## PROVIDED PASSAGE:
Innocence Restored: Becoming the Girl I Used to Be

Innocence Restored: Becoming the Girl I Used to Be

By: Susan Deborah Schiller  

Today our activation takes us into all the places of our childhood where our Light shined brightest! This is where you take those photos we've been collecting and start to write a little story for each. This is preparation for establishing our identity statements, which will be used in creating a self-portrait, once we have everything in place!

The world has a built-in tendency to conform us to its own expectations. Women, especially, tend to lose our true identity as we immerse ourselves in the lives of our husbands and children. We grow weary! Sometimes we drop out. And that's when we need to be reminded of who we really are.

We write because sometimes we need to be reminded of our heart's song when bad things happen and nothing makes sense. Because in the confusion our identity can be stolen, lost, or forgotten. Because without our soul, we are sub-humans and most capable of hurting ourselves and others. Because when our innocence is restored, we become comfortable in our own skin, not comparing ourselves to others, not allowing the voices of others to derail our authentic voice.

We become "real" as we sing our heart's song. We need all of us, not just a few. We need more dread champions, not victims. We need heroes who use their authentic voice, not just an echo of someone else's doctrine, theology, or ideas.

It begins with innocence restored. Getting naked and being unashamed, as in the Garden of Eden. We must become like children to enter the Kingdom of Heaven. The way forward is the way back, as we peer behind us to remember the main themes of our lives – our true identity – and in remembering, we push the "restore" button.

As we sing our life's song, we are becoming the girls we used to be. Using "I AM" statements gives me the power to create my world – my words become prayers and prophetic decrees that form the transcript of my life.

You don't have to do this in the same way – this is just what came out of me when I sat down to write. I don't normally write this way. Just be YOU and let your words flow from your heart, as you look at the photos you've collected. So here's my life song… the words I'm using the reclaim my true identity – because we all need to be reminded every now and then!

 

My Life Song

Who is she with her chubby toddler palms pressed to the window pane, her nose smushed against the glass?

Her gaze is heavenbound as sparkly wonders fall down.

Cascading in swirls and whirls, diamonds and pearls fall from clouds above.

Woven into a dazzling, white blanket now wrapped over her boots.

Who is she in such rapturous bliss, who toddles and falls, slipping and sliding in the icy delight?

I AM a risk-taker, one who dares to believe, for the sheer wonder of nature and the joy of adventure.

I nurture this toddler girl in me by entering the "Holy Hush" and exploring nature.

Who is this sky-gazer, now age three, enthralled by the black-green sky where a tornado churns maliciously overhead?

In the front seat, her father is driving very fast. Her mother prays, "Dear God, keep us safe!"

## GIVEN INFORMATION:

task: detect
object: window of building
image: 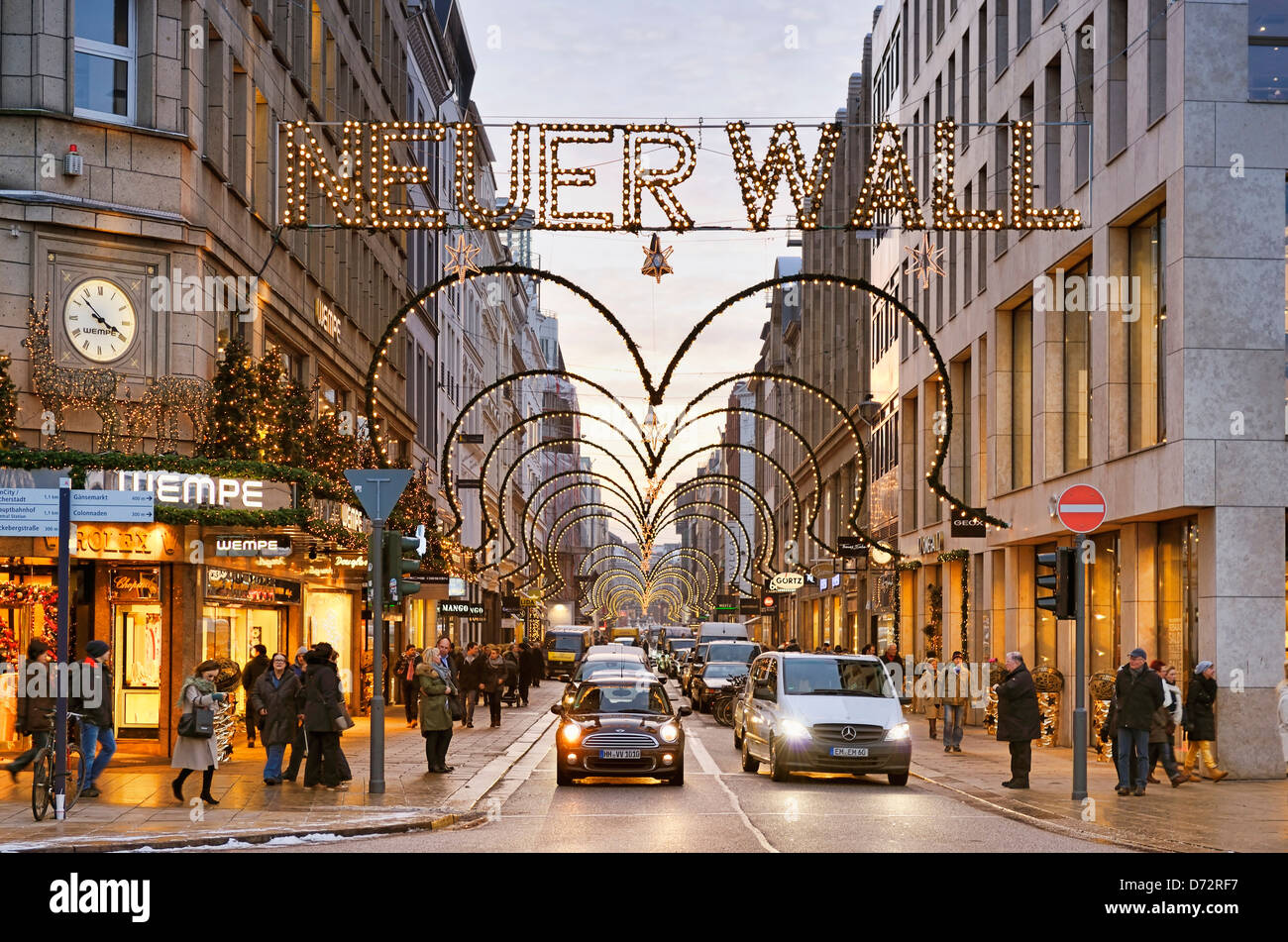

## PROBLEMS TO SOLVE:
(A) In the innocence restored post, swap "pearls" for "opals" and write out everything from "As we sing our life's" down to "from clouds above.".
(B) According to the innocence restored post, what will the identity statements be used to create?
(C) Carry on the innocence restored post from the point where it stops.

## THE ANSWERS:
(A)
As we sing our life's song, we are becoming the girls we used to be. Using "I AM" statements gives me the power to create my world – my words become prayers and prophetic decrees that form the transcript of my life.

You don't have to do this in the same way – this is just what came out of me when I sat down to write. I don't normally write this way. Just be YOU and let your words flow from your heart, as you look at the photos you've collected. So here's my life song… the words I'm using the reclaim my true identity – because we all need to be reminded every now and then!

 

My Life Song

Who is she with her chubby toddler palms pressed to the window pane, her nose smushed against the glass?

Her gaze is heavenbound as sparkly wonders fall down.

Cascading in swirls and whirls, diamonds and opals fall from clouds above.

(B) A self-portrait.

(C)
"Mommy, don't be afraid! Jesus is nearby. We don't need to be afraid."

I AM fearless. I whisper a doxology in the dark.

Who is this child, now age five, pedaling her legs round and round,

to keep up with her father, a pilot, who must beat the clock.

Through a maze of hallways, bright lights overhead,

they arrive at the hangar and up in the air they fly.

Like a rocket the plane shoots up into the sky.

Tearing through the clouds, the sky-ship chases the sun.

"Susie, do you want to fly?" Dad asks.

He puts her hands on the controls, and the joy of flying has begun!

I AM ready to try new things, no matter my age. There's nothing impossible and I can do anything.

Who is this young lady, full of sorrows and shame beyond her control?

Why do bad things happen to little girls?

What is wrong with her, she wonders. Can God see her under the covers?

No answers from the adults. No one believes her words.

She hides under the blanket and pretends it's the sky.

Can You see me, she pleads.

A voice resounds from within.

"I see you, my friend."

She asks, "How can I know You better? I want to be Your friend."

Let's play a game, you and Me. What are you thankful for?

Her face brightens and she throws the blanket off.

Imagination ignited, she bursts into praise.

For turtles, magnifying glasses, and caves.

From her lips flow oceans of thanksgiving and praise.

Happiness, she discovered, is in being found

In the midst of tears and anguish and shameful remorse,

To discover you are welcome in the Home of your Lord.

I AM Papa God's royal daughter. I believe He loves intimacy with His kids, and in Him there is no shame.

I nurture this child by living naked and unashamed, walking in the Light.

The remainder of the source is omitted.